### Data to examine
::::
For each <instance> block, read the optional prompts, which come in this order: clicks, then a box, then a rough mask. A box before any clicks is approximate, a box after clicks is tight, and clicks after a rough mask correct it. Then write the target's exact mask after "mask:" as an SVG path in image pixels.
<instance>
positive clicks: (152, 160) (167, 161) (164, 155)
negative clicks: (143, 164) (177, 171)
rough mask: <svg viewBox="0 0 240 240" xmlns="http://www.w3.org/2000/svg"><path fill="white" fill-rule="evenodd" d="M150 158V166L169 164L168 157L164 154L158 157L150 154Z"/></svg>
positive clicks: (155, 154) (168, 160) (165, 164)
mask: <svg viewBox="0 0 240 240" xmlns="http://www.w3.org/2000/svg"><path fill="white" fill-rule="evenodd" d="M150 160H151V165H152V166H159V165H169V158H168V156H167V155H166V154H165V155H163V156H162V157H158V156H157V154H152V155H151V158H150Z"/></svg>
::::
### Exercise details
Could you restate word for word the lines above from the one containing "positive clicks: (152, 160)" through the one containing "rough mask: <svg", both included, and nothing else?

### Task result
positive clicks: (152, 160) (167, 161) (164, 155)
negative clicks: (143, 164) (177, 171)
rough mask: <svg viewBox="0 0 240 240" xmlns="http://www.w3.org/2000/svg"><path fill="white" fill-rule="evenodd" d="M150 158V166L169 164L168 157L164 154L158 157L150 154Z"/></svg>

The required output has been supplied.